#### [EXERCISE DIRECTIONS]
Starting with the line that contains "--find green grass" and going on through the line that contains "(113, 130), (145, 163)", write those entries out again with "baby's" replaced by "infant's" and nothing else altered.

(Entries on locating named things)

(begin)

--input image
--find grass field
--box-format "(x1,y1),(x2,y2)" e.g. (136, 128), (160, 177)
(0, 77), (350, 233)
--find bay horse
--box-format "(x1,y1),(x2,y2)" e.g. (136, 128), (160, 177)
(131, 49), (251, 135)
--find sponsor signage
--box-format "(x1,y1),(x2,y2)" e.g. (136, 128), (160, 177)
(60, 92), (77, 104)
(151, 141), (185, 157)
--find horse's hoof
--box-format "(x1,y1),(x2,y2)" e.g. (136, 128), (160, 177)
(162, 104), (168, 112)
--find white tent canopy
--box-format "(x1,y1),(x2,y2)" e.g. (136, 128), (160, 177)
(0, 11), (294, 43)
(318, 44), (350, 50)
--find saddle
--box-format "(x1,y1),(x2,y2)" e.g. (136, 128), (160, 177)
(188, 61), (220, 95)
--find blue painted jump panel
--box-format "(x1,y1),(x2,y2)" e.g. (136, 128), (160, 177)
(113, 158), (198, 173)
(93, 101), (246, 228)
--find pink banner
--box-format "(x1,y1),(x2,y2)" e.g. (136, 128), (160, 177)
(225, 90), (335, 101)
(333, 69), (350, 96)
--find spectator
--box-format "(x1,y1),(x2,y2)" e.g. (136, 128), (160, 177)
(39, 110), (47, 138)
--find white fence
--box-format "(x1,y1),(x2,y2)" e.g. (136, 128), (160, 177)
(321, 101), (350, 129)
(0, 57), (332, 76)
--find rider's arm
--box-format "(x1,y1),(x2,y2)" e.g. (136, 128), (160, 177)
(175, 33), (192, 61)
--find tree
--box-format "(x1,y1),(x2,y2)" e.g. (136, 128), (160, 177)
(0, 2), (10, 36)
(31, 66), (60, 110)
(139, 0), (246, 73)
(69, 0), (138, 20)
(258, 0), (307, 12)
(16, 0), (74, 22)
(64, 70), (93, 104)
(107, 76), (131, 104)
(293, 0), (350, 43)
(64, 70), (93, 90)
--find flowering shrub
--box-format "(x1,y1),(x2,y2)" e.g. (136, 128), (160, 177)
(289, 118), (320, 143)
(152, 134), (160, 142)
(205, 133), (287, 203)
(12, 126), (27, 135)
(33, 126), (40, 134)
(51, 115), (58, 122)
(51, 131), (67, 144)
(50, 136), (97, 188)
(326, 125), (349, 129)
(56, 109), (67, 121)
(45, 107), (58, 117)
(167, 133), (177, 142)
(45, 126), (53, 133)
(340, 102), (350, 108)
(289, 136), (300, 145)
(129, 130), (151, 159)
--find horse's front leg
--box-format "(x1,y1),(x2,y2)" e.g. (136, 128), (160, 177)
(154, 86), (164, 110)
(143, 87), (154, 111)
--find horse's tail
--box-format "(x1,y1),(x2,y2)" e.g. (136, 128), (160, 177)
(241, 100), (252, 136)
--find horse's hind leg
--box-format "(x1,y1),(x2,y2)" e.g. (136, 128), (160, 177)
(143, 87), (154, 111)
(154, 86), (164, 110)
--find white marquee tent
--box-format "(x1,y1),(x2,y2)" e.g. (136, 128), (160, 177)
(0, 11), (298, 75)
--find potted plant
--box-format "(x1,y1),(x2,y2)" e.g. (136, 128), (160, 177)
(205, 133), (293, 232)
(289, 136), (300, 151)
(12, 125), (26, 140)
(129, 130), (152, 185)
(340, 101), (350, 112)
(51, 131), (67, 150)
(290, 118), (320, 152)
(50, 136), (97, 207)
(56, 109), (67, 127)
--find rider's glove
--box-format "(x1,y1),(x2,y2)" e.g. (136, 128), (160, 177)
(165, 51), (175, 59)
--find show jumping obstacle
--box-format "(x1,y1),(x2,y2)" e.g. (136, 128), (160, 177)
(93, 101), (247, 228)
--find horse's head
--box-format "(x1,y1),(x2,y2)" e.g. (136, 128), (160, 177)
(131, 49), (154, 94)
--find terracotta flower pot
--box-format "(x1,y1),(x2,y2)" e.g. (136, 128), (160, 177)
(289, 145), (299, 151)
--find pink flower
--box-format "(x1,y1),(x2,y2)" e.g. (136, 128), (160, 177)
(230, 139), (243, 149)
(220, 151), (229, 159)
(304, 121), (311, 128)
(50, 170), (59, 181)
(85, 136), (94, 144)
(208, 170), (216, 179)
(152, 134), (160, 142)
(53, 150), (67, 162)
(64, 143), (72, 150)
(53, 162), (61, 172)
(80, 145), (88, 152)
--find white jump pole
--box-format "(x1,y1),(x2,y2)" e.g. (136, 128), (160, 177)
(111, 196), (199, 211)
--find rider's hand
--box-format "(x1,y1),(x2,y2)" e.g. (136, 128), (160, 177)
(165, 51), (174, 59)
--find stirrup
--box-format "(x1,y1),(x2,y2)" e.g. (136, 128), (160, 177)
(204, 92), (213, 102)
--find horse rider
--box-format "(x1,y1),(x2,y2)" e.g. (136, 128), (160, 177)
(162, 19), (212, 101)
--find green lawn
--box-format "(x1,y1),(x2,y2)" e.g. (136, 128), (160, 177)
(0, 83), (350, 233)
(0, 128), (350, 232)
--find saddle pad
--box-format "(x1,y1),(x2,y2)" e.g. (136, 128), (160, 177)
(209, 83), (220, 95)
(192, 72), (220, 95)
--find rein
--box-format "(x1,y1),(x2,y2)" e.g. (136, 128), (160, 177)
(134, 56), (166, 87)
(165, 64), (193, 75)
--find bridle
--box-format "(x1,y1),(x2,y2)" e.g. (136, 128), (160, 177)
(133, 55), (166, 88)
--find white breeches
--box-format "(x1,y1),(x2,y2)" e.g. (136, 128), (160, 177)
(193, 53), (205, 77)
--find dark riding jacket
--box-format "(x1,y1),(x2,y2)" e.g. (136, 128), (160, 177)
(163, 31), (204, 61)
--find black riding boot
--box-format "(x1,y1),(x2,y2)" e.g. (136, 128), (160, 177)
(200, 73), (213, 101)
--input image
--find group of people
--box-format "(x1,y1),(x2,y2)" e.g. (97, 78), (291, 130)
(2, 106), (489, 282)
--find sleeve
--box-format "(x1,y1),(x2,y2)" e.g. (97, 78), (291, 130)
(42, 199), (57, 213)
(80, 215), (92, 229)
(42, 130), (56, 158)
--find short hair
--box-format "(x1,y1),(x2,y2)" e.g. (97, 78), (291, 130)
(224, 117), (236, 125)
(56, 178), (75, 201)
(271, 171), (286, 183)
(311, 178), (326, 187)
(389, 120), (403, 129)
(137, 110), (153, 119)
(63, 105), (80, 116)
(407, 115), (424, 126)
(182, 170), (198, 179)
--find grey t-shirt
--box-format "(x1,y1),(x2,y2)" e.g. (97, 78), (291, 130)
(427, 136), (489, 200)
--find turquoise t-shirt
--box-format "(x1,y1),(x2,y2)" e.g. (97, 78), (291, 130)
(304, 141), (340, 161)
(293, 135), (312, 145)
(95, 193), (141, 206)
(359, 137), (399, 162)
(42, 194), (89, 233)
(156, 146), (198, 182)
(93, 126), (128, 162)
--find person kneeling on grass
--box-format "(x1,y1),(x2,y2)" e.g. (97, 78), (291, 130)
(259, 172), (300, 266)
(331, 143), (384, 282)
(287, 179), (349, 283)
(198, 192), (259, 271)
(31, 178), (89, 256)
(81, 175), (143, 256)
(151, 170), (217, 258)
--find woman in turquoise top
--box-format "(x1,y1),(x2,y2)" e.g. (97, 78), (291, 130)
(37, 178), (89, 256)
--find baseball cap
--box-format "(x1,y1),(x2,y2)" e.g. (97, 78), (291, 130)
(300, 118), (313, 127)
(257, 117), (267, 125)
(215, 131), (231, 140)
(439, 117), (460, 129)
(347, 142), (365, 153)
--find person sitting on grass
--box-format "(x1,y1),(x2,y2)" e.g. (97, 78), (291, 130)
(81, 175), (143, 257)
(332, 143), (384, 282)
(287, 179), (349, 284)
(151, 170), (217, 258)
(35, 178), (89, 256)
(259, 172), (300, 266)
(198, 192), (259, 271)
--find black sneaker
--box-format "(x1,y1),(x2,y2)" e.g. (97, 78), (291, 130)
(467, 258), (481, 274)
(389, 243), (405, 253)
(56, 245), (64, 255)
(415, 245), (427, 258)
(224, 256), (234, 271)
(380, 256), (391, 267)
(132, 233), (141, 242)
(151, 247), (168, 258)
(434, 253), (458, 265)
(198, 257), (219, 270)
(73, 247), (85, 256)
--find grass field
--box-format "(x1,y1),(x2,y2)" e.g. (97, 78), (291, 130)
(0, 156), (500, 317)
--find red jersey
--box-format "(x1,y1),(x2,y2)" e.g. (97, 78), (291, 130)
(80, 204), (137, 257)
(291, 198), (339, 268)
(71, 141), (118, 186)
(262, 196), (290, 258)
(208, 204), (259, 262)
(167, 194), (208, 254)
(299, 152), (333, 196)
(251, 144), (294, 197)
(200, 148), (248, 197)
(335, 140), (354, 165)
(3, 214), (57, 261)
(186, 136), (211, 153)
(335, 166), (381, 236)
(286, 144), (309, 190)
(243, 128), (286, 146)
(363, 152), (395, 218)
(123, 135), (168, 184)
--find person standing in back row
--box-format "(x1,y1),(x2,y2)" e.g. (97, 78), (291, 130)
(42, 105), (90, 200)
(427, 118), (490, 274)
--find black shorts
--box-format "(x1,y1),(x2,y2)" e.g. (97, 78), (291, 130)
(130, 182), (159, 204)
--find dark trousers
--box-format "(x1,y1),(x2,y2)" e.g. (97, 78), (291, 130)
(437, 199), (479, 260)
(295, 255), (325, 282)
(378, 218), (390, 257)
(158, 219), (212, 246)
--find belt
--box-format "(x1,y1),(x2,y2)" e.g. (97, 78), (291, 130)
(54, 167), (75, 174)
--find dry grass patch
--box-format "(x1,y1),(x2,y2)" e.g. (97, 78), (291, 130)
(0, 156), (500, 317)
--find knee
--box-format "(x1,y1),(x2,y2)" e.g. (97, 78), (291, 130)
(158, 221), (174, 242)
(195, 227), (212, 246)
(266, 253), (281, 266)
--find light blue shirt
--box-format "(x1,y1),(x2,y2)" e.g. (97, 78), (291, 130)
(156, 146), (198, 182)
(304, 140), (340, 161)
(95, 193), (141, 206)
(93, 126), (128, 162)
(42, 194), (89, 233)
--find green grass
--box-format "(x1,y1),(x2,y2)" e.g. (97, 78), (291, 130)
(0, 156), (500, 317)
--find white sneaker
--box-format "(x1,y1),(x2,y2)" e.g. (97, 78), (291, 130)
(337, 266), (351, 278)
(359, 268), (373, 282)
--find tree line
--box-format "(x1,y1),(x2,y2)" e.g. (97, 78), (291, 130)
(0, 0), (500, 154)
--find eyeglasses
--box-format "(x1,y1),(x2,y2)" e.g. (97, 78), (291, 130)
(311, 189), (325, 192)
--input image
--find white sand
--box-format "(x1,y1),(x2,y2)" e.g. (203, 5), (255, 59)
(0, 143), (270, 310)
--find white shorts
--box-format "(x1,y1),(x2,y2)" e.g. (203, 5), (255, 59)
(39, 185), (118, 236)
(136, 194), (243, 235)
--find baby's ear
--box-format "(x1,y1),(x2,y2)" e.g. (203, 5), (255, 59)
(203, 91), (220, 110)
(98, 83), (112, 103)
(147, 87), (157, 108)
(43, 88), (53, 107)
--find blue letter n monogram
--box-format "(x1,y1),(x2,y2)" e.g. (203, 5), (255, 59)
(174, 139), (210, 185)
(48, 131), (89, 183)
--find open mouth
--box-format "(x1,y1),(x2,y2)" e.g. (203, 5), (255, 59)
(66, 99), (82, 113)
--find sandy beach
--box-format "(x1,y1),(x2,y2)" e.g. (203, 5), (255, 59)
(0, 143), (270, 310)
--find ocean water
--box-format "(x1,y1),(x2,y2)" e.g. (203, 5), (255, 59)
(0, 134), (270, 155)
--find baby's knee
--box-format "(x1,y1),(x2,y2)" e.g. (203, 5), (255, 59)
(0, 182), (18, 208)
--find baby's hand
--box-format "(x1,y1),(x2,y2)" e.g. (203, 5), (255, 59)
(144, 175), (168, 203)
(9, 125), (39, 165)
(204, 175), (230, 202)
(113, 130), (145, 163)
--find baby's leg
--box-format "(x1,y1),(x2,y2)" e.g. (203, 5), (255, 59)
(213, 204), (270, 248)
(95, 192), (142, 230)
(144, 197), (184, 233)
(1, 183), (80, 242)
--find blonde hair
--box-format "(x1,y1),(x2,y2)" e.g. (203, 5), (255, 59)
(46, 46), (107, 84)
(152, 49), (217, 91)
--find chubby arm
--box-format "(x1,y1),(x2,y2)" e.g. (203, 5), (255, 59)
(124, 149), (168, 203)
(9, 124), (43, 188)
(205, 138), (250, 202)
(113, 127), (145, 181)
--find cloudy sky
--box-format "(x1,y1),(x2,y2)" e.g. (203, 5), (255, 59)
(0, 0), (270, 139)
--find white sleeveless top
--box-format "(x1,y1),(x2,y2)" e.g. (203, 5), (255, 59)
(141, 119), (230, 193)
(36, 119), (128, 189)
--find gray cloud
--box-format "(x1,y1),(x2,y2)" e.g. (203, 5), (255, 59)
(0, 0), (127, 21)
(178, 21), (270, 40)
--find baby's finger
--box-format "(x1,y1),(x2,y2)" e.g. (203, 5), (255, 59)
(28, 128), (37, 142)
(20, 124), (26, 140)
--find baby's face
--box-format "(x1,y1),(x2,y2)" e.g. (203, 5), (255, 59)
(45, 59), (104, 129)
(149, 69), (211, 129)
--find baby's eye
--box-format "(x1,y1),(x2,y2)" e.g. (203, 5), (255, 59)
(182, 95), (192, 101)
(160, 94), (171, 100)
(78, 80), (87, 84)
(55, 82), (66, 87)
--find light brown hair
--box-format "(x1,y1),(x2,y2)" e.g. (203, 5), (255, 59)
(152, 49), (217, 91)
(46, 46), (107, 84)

(end)

#### [THE RESULT]
--find green grass
--box-format "(x1,y1),(x2,y2)" e.g. (97, 78), (291, 130)
(0, 156), (500, 317)
--find white sneaker
--box-format "(x1,y1),(x2,y2)" e.g. (97, 78), (291, 130)
(337, 266), (351, 278)
(359, 268), (373, 282)
--find tree line
--box-format "(x1,y1),(x2,y2)" e.g. (97, 78), (291, 130)
(0, 0), (500, 154)
--find eyeglasses
--box-format "(x1,y1),(x2,y2)" e.g. (97, 78), (291, 130)
(311, 189), (325, 192)
--input image
--find white sand
--box-format "(x1,y1),(x2,y2)" e.g. (203, 5), (255, 59)
(0, 143), (270, 310)
--find white shorts
--box-format "(x1,y1),(x2,y2)" e.g. (203, 5), (255, 59)
(39, 185), (118, 236)
(136, 194), (243, 235)
--find infant's ear
--box-format "(x1,y1),(x2,y2)" e.g. (203, 5), (255, 59)
(203, 91), (220, 110)
(98, 83), (112, 103)
(147, 87), (157, 108)
(43, 88), (53, 107)
--find blue letter n monogram
--box-format "(x1,y1),(x2,y2)" e.g. (203, 5), (255, 59)
(174, 139), (210, 185)
(48, 131), (89, 183)
--find open mouth
--box-format "(x1,y1),(x2,y2)" e.g. (203, 5), (255, 59)
(66, 99), (82, 113)
--find sandy beach
--box-format "(x1,y1),(x2,y2)" e.g. (203, 5), (255, 59)
(0, 143), (270, 310)
--find ocean water
--box-format "(x1,y1),(x2,y2)" e.g. (203, 5), (255, 59)
(0, 134), (270, 155)
--find infant's knee
--box-format "(x1,y1),(x2,y2)" e.g. (203, 5), (255, 59)
(0, 182), (18, 208)
--find infant's hand
--box-format "(x1,y1),(x2,y2)" e.g. (203, 5), (255, 59)
(144, 175), (168, 203)
(9, 125), (39, 165)
(204, 175), (230, 202)
(113, 130), (145, 163)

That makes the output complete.